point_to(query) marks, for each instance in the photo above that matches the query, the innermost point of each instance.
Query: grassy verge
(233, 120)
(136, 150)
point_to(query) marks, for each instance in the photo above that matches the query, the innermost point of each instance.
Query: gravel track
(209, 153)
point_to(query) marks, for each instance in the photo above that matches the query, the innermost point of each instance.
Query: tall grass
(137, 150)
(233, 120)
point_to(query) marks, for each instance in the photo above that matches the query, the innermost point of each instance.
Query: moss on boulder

• _ACTION ITEM_
Transcribe, word for word, every line from the one containing "Query: tall grass" through the final line of the entries, and nothing else.

• _WRITTEN SOLUTION_
Query: tall grass
(137, 150)
(233, 120)
point_to(query) marks, for each instance in the photo above that matches the query, the innermost point of each instance.
Query: moss on boulder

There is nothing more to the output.